Written problem ->
Copy out all the records exactly.

Extracted records:

# # # # # # #

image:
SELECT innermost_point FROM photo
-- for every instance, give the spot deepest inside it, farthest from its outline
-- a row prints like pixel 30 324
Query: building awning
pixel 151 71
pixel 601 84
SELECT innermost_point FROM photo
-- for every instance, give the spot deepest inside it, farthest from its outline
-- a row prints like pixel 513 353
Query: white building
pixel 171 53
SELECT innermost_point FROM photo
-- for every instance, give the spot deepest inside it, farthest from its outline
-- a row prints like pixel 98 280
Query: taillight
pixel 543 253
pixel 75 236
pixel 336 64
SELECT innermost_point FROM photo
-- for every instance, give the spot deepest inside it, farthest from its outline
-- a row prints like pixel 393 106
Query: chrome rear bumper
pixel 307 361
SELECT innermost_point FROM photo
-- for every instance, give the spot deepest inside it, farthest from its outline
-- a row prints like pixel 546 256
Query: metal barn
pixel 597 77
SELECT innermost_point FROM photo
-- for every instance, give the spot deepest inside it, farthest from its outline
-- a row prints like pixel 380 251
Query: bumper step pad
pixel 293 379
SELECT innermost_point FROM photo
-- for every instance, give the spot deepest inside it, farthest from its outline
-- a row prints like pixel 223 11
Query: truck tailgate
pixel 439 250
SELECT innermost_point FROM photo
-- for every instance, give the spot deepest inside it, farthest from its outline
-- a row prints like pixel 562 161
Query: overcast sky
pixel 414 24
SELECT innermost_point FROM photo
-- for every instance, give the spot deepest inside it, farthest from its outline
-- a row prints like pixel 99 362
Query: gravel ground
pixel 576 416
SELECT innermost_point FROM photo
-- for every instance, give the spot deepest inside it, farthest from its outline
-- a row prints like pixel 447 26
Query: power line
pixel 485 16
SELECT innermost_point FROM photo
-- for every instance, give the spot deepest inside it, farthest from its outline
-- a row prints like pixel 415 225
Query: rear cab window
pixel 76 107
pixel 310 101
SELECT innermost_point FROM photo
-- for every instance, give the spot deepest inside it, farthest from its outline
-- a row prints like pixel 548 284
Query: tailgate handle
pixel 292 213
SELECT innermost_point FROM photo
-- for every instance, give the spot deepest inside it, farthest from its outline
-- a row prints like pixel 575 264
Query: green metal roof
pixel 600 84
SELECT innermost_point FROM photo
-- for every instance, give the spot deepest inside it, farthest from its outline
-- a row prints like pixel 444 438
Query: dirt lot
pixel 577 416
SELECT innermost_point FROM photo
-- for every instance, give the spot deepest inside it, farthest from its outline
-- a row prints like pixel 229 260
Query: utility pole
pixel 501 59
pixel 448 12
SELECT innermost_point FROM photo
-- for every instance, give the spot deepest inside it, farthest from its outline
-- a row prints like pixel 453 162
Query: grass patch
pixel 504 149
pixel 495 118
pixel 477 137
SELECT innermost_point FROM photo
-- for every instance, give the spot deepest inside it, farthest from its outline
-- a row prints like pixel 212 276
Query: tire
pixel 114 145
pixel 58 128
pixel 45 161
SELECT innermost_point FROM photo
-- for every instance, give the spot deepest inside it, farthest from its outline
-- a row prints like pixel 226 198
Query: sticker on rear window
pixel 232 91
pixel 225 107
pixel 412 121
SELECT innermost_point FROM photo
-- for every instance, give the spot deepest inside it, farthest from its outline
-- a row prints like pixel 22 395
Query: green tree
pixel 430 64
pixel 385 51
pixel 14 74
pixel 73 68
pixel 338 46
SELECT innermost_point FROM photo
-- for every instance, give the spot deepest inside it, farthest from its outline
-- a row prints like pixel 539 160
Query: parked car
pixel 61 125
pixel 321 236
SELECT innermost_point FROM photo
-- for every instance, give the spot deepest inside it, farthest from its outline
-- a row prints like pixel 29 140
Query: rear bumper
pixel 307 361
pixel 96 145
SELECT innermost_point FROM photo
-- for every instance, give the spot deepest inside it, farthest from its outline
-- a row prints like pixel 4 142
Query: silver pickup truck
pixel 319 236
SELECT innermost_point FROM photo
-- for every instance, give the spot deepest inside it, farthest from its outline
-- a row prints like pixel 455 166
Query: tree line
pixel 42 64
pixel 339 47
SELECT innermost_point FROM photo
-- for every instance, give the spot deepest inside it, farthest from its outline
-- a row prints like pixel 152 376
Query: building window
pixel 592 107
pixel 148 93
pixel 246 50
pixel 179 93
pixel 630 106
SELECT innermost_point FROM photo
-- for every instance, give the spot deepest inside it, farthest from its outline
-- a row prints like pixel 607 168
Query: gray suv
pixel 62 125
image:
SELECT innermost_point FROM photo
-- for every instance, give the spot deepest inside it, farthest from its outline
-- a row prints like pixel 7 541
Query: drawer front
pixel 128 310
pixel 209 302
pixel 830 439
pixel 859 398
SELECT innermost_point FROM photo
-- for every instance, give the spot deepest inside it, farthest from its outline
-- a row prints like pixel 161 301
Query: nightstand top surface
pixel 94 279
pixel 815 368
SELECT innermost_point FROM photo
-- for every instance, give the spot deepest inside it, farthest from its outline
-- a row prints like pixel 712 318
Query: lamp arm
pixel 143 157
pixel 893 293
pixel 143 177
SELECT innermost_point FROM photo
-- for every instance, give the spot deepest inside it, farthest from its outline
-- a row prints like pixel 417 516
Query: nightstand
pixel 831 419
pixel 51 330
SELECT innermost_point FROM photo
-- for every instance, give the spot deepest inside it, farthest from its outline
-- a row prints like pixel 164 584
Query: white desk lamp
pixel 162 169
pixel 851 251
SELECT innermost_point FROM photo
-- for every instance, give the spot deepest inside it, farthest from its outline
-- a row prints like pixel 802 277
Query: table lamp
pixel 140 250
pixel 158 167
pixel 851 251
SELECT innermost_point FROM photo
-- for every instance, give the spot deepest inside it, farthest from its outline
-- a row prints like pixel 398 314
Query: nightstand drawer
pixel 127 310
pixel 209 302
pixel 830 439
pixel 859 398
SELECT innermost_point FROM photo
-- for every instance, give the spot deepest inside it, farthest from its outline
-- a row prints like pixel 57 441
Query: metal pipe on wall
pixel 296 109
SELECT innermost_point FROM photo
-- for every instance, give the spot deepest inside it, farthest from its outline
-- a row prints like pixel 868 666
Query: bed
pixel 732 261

# # # # # # #

Solution below ->
image:
SELECT innermost_point FROM photo
-- for every instance, give the spot deepest inside it, farthest from its outline
-- a row prints like pixel 30 324
Query: building awning
pixel 151 71
pixel 601 84
SELECT innermost_point FROM photo
-- for every instance, give the spot deepest inside it, farthest from its outline
-- a row prints like pixel 513 353
Query: white building
pixel 171 53
SELECT innermost_point FROM photo
-- for every instance, give the spot deepest inside it, farthest from its outline
-- a row prints like pixel 98 280
Query: taillight
pixel 543 253
pixel 75 236
pixel 336 64
SELECT innermost_point FROM photo
-- for every instance, give the spot deepest inside it, farthest from its outline
-- a row prints like pixel 393 106
Query: chrome rear bumper
pixel 307 361
SELECT innermost_point FROM photo
-- for every instance, give the spot deepest inside it, farthest from its outline
-- a row prints like pixel 546 256
Query: metal barn
pixel 597 77
SELECT innermost_point FROM photo
-- for every instance, give the spot deepest inside it, farthest from its outline
-- a row prints like pixel 380 251
Query: bumper step pad
pixel 293 379
SELECT innermost_point FROM photo
-- for every instance, give the spot deepest inside it, farthest from its outline
-- a row prints like pixel 223 11
Query: truck tailgate
pixel 439 250
SELECT innermost_point FROM photo
-- for every instance, give the spot deepest inside it, farthest from its outline
-- a row prints like pixel 562 161
Query: overcast sky
pixel 414 24
SELECT innermost_point FROM photo
-- for every instance, give the spot deepest inside it, farthest from its outline
-- a row prints like pixel 99 362
Query: gravel ground
pixel 576 416
SELECT innermost_point FROM photo
-- for every instance, give the spot deepest inside it, farthest from its outline
-- a row prints like pixel 447 26
Query: power line
pixel 485 16
SELECT innermost_point FROM photo
-- for every instance, give the spot deepest inside it, farthest from its outline
-- a row prints like pixel 415 225
Query: rear cab window
pixel 76 107
pixel 310 101
SELECT innermost_point FROM photo
-- for every instance, give the spot deepest inside it, farthest from its outline
-- a row prints like pixel 548 284
Query: tailgate handle
pixel 292 213
SELECT innermost_point FROM photo
-- for every instance, give the spot deepest inside it, farthest from its outline
-- a row prints like pixel 575 264
Query: green metal roof
pixel 600 84
SELECT innermost_point FROM photo
-- for every instance, give the spot deepest inside it, farthest from its outline
-- a row prints like pixel 444 438
Query: dirt lot
pixel 577 416
SELECT innermost_point FROM photo
-- for every instance, give the spot deepest inside it, farthest from its outline
-- a row prints like pixel 229 260
Query: utility pole
pixel 501 59
pixel 448 12
SELECT innermost_point FROM photo
-- for every instance, give the spot deepest inside it, farthest from its outline
-- a row prints like pixel 453 162
Query: grass patch
pixel 504 149
pixel 495 118
pixel 477 137
SELECT innermost_point FROM photo
-- for every instance, give the spot deepest inside it, farthest from its outline
-- a row prints like pixel 212 276
Query: tire
pixel 114 145
pixel 58 128
pixel 45 161
SELECT innermost_point FROM photo
-- for every instance, give the spot deepest inside it, farthest from its outline
-- a row prints like pixel 226 198
Query: sticker on rear window
pixel 232 91
pixel 225 107
pixel 412 121
SELECT innermost_point FROM photo
-- for every instance, give the spot deepest inside it, farthest from its outline
-- a row prints like pixel 22 395
Query: green tree
pixel 430 64
pixel 385 51
pixel 14 74
pixel 73 68
pixel 338 46
SELECT innermost_point FROM photo
-- for every instance, give the spot deepest inside it, farthest from its outline
-- a row prints like pixel 539 160
Query: parked car
pixel 61 125
pixel 321 236
SELECT innermost_point FROM photo
-- for every instance, give the spot deepest inside it, farthest from its outline
-- a row prints like pixel 29 140
Query: rear bumper
pixel 307 361
pixel 96 145
SELECT innermost_point FROM photo
-- for every instance, give the spot deepest inside it, farthest from its outline
-- a row prints like pixel 4 142
Query: silver pickup truck
pixel 319 236
SELECT innermost_point FROM photo
-- for every instance, give the spot deepest inside it, farthest from its outline
-- a row prints like pixel 455 166
Query: tree line
pixel 42 64
pixel 339 47
SELECT innermost_point FROM photo
-- for every instance, give the spot deepest inside it, farthest from its outline
-- a row prints like pixel 152 376
Query: building window
pixel 592 107
pixel 148 93
pixel 246 50
pixel 179 93
pixel 630 106
SELECT innermost_point FROM photo
-- for every instance, give the spot deepest inside it, farthest from its outline
-- a row prints like pixel 607 168
Query: gray suv
pixel 62 125
image:
SELECT innermost_point FROM photo
-- for every instance, give the spot deepest inside it, farthest from its outline
-- a row prints like pixel 7 541
Query: drawer front
pixel 128 310
pixel 209 302
pixel 830 439
pixel 859 398
SELECT innermost_point FROM photo
-- for every instance, give the spot deepest inside it, farthest from its outline
-- a row prints like pixel 161 301
Query: nightstand top surface
pixel 94 279
pixel 815 368
SELECT innermost_point FROM photo
-- for every instance, give the spot deepest inside it, farthest from its outline
-- a row prints like pixel 712 318
Query: lamp arm
pixel 143 157
pixel 893 293
pixel 143 177
SELECT innermost_point FROM photo
-- for every instance, give the spot deepest inside it, farthest from its outline
-- a row prints like pixel 417 516
Query: nightstand
pixel 831 419
pixel 51 330
SELECT innermost_point FROM photo
-- for every instance, give the spot deepest inside it, farthest from its outline
-- a row prints like pixel 164 584
Query: white desk lamp
pixel 162 169
pixel 851 251
SELECT innermost_point FROM photo
-- for every instance, give the spot deepest inside it, farthest from its outline
-- a row prints like pixel 802 277
Query: table lamp
pixel 140 250
pixel 158 167
pixel 851 251
SELECT innermost_point FROM photo
-- for every instance, give the spot deepest inside it, farthest from its outline
-- a row prints like pixel 398 314
Query: nightstand drawer
pixel 127 310
pixel 209 302
pixel 830 439
pixel 859 398
SELECT innermost_point FROM photo
-- for every instance, give the spot deepest inside it, farthest from its outline
-- a row prints like pixel 57 441
Query: metal pipe on wall
pixel 296 109
SELECT innermost_point FROM photo
-- for every instance, give the spot deepest inside it, farthest from its outline
-- a row prints like pixel 868 666
Query: bed
pixel 732 261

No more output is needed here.